Exercise prompt:
Please count the lines in the rows below that contain the string "high", matching case exactly. Give only the number.

The input:
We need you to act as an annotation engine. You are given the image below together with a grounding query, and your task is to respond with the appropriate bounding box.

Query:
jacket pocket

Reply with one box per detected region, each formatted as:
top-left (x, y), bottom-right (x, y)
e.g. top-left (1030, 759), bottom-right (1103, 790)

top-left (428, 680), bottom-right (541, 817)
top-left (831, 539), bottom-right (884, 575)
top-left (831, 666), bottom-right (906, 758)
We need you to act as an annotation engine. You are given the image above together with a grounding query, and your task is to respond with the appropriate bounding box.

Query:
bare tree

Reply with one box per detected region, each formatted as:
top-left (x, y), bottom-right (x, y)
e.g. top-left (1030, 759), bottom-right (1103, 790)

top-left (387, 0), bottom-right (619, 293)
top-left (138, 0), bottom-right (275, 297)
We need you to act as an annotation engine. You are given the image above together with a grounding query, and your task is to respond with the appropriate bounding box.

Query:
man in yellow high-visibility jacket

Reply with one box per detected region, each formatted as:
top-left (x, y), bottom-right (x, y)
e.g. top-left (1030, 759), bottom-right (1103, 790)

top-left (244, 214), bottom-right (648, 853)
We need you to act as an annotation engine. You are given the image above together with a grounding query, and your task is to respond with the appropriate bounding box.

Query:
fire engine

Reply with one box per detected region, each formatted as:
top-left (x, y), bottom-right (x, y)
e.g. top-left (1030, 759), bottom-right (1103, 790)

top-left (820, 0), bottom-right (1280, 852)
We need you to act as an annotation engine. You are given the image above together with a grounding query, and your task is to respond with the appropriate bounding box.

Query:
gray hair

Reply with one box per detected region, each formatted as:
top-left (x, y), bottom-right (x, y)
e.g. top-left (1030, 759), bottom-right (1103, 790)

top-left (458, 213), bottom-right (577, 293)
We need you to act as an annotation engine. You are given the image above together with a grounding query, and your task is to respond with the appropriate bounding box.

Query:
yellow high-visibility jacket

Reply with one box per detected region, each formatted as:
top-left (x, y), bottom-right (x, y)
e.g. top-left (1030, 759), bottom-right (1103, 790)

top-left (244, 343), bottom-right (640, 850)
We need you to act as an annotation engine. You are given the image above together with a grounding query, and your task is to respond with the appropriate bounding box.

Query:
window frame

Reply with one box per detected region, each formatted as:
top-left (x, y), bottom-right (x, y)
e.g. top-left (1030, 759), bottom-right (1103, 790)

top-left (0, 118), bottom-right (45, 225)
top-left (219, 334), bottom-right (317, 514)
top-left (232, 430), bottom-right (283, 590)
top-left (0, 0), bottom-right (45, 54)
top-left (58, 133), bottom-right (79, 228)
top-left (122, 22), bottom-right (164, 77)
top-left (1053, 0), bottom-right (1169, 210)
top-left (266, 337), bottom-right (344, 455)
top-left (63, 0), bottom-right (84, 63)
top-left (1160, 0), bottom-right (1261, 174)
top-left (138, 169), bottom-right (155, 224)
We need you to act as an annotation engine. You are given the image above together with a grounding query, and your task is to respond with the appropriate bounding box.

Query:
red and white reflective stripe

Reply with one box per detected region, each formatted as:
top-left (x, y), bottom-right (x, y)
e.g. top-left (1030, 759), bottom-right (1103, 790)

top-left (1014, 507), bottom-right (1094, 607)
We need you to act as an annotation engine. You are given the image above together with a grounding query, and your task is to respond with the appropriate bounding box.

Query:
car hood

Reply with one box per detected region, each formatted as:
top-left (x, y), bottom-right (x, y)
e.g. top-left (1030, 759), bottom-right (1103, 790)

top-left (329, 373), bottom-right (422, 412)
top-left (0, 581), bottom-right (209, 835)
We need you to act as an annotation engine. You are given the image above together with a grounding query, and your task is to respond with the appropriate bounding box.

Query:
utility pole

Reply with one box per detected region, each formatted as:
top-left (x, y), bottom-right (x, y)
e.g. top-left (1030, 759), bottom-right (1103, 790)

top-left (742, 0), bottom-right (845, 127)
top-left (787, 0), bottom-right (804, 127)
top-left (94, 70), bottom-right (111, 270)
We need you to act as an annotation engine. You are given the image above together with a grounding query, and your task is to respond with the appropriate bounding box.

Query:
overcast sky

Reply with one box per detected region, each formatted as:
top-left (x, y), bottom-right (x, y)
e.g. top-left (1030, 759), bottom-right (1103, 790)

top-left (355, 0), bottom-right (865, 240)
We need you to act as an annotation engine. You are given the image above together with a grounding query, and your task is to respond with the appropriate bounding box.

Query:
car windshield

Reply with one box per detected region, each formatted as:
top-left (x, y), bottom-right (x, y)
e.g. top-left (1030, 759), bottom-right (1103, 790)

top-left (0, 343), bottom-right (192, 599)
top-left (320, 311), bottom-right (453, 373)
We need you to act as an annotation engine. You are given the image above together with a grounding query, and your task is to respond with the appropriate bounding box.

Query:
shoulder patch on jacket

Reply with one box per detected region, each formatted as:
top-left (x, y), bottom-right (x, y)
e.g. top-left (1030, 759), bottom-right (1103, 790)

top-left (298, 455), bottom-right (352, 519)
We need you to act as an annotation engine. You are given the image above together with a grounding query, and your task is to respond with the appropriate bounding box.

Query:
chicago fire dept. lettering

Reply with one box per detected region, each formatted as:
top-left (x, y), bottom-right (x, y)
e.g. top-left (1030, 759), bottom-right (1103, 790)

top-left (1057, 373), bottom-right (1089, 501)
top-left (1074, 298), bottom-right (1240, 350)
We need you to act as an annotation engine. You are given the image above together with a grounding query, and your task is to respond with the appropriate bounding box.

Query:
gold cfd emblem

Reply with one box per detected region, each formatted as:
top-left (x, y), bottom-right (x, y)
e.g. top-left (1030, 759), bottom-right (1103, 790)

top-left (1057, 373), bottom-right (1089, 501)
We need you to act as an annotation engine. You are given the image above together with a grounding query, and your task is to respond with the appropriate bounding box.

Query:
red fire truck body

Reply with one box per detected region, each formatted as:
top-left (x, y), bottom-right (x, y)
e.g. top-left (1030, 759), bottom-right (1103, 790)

Exercise response:
2